• _What to do_
From the line that contains "Return one point per instance of the headphone ear" to the last line of the data, every line is to be transcribed exactly; no other line is to be included.

=== Material for the task ===

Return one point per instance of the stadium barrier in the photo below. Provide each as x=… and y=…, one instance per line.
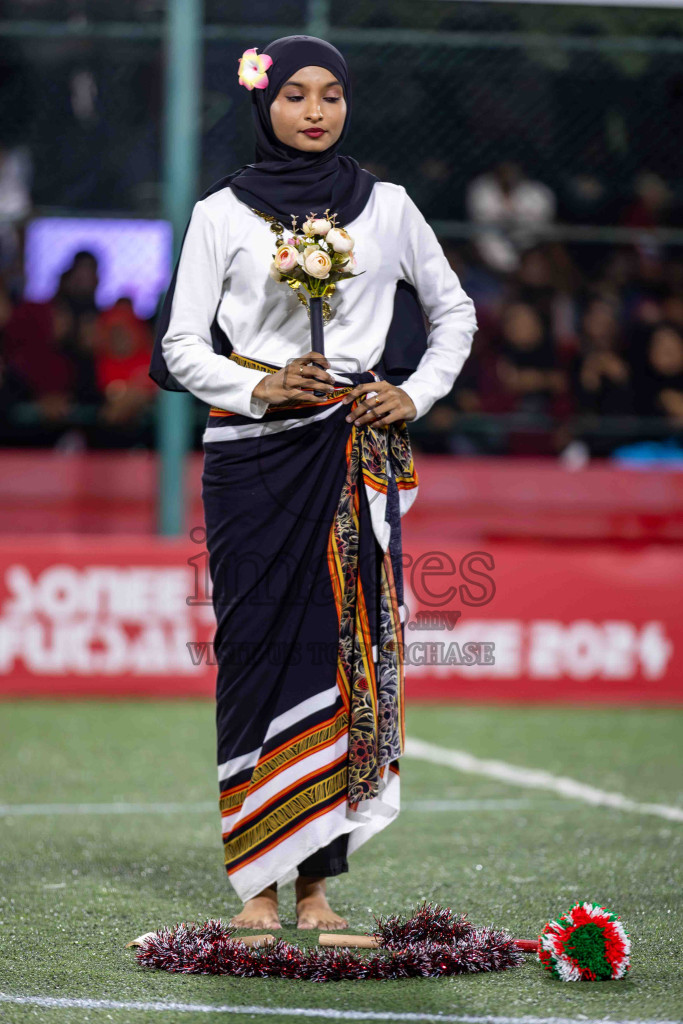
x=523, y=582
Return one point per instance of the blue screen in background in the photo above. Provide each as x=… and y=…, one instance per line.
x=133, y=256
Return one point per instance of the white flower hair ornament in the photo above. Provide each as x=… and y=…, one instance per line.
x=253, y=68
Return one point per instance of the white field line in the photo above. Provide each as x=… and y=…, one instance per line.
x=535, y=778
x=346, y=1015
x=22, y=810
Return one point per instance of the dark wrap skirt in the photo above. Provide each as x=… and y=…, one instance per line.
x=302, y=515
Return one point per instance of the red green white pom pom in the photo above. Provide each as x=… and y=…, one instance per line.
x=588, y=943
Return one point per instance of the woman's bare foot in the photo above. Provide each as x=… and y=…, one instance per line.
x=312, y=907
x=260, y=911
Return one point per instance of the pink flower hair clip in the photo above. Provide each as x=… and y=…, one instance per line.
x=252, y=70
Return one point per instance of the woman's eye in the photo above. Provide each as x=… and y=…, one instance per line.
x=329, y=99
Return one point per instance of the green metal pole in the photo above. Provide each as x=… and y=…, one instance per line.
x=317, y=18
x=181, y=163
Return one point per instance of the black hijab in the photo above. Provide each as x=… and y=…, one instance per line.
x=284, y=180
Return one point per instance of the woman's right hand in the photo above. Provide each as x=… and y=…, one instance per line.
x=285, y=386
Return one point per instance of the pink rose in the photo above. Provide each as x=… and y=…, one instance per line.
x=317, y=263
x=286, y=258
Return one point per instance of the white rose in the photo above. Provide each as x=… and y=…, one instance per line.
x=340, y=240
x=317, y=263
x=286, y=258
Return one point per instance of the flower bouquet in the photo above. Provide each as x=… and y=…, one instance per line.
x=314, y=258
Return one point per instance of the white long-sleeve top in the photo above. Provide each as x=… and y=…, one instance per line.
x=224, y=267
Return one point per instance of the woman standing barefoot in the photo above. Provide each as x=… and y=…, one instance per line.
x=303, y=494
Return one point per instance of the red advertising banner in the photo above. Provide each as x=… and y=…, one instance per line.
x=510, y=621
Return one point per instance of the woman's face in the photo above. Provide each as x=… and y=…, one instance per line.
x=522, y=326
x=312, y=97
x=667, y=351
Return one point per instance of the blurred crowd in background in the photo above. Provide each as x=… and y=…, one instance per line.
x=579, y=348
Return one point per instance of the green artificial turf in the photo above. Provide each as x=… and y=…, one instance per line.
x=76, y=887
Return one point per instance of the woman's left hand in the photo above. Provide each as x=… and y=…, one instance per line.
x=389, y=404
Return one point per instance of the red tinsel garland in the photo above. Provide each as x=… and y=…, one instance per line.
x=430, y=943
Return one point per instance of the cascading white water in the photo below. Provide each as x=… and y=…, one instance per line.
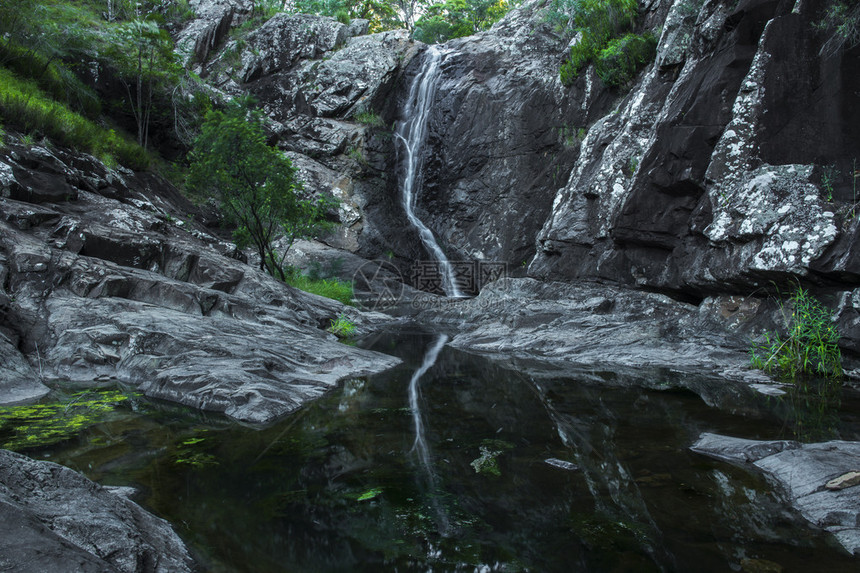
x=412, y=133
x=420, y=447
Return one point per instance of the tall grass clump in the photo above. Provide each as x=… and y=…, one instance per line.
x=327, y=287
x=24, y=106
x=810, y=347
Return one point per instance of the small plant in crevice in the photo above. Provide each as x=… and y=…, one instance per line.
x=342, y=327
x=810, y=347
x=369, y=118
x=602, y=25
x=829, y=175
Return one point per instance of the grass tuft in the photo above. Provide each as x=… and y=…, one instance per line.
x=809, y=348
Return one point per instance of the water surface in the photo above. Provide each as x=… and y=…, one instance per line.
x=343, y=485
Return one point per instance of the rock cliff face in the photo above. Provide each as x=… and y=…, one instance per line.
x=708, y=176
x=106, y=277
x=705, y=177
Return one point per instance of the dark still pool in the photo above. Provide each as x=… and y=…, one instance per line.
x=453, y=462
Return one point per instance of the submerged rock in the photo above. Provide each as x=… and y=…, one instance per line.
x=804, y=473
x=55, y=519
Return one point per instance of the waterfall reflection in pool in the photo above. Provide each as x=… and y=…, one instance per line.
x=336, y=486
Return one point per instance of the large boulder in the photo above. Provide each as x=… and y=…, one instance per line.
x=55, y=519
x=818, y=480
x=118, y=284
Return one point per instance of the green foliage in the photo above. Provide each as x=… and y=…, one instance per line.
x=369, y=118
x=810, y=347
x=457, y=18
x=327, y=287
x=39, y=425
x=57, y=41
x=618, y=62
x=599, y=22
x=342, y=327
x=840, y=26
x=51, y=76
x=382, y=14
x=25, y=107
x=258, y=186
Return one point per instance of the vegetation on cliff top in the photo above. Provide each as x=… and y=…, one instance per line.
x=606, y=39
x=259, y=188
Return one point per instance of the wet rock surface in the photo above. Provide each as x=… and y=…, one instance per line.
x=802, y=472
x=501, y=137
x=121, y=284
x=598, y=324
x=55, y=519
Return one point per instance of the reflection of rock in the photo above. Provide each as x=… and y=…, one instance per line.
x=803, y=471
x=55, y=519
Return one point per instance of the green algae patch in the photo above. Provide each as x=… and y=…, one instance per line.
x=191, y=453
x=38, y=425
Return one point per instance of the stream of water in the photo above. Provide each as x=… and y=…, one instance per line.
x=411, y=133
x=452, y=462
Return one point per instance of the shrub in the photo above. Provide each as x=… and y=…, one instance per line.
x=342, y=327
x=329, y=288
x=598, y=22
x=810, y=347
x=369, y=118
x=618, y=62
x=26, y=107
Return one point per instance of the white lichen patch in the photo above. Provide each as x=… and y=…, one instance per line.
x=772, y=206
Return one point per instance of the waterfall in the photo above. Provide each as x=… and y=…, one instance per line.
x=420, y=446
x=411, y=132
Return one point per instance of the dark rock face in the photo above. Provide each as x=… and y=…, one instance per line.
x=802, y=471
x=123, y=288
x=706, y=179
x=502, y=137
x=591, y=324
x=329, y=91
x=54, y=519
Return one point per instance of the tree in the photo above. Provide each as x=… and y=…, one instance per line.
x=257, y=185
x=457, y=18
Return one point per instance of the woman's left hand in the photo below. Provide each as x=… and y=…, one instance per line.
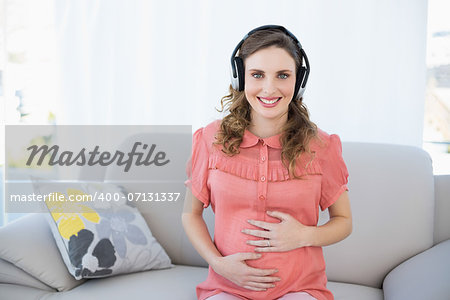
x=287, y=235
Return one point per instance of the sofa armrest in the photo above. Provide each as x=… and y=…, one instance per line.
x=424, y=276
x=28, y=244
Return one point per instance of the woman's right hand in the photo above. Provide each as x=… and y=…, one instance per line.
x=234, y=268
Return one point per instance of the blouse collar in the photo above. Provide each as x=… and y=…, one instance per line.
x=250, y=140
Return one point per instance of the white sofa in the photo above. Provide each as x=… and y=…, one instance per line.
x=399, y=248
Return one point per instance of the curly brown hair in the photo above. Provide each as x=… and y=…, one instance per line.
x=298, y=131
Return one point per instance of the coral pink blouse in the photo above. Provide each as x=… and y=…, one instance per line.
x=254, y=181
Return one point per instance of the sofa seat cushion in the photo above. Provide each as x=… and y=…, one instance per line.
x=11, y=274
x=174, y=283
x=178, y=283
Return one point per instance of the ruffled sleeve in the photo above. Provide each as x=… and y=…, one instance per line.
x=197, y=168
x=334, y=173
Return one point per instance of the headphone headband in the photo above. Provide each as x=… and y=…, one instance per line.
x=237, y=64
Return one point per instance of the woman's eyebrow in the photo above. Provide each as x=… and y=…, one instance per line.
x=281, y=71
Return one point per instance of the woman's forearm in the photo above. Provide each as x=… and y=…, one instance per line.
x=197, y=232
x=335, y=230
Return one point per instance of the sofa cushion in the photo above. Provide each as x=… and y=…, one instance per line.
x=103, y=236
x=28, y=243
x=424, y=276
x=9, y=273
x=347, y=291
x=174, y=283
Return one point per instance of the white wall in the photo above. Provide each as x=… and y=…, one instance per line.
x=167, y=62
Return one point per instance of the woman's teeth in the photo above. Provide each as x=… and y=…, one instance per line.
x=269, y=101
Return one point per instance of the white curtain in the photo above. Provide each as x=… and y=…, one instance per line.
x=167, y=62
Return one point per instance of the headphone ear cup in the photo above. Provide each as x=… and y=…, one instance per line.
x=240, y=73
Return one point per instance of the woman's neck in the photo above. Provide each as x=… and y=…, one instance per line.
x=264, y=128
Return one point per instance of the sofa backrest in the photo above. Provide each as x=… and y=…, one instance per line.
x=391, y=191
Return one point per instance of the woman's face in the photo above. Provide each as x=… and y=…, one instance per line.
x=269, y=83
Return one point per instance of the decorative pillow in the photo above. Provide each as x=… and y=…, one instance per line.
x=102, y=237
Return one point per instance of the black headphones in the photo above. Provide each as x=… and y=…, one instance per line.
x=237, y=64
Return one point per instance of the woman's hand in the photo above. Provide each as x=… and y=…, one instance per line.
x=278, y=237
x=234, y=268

===

• _Response for this exercise_
Return one point per instance of the headphone ear cup in the photo above. Provide each as x=… and y=…, one instance per line.
x=240, y=73
Return one point per instance of the woman's neck in the photo above. Provide each as x=… and y=…, one instance per line.
x=264, y=128
Return one point per instance of the sofa backrest in the photo above. Provide each as x=… and y=…, one instance per line.
x=391, y=191
Return one point per instance of the woman's face in the photo above. Provide each as x=… and y=…, one instance per line.
x=269, y=83
Return one point per instance of the decorative pillow in the photo above. Provide each as x=… and y=…, one instance per line.
x=102, y=237
Return one point per instance of the black headphones in the photo above. Provide each as x=… and y=…, one instance per line.
x=237, y=64
Return one point per instance of the woman's hand in the photo above. Provide each as x=… and y=…, one instance per line.
x=278, y=237
x=234, y=268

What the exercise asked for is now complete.